### What is being asked
Write out the lines of the material below exactly, leaving the pictures out of your answer.

--- --- ---

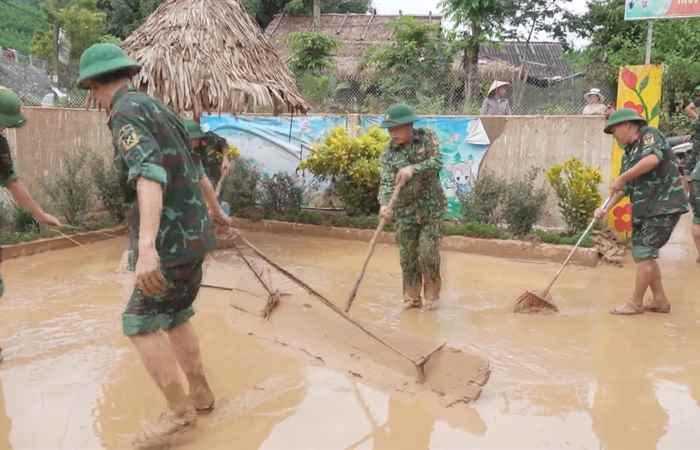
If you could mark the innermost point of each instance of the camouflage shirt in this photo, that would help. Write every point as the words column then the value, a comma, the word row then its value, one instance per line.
column 150, row 141
column 7, row 169
column 422, row 198
column 660, row 191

--- --- ---

### Answer to the task
If you could mark the innermost point of each instance of the camouflage shirt in this photo, that would help. Write every point as the words column then the value, a comma, the word row then its value, one instance per line.
column 150, row 141
column 7, row 169
column 422, row 198
column 660, row 191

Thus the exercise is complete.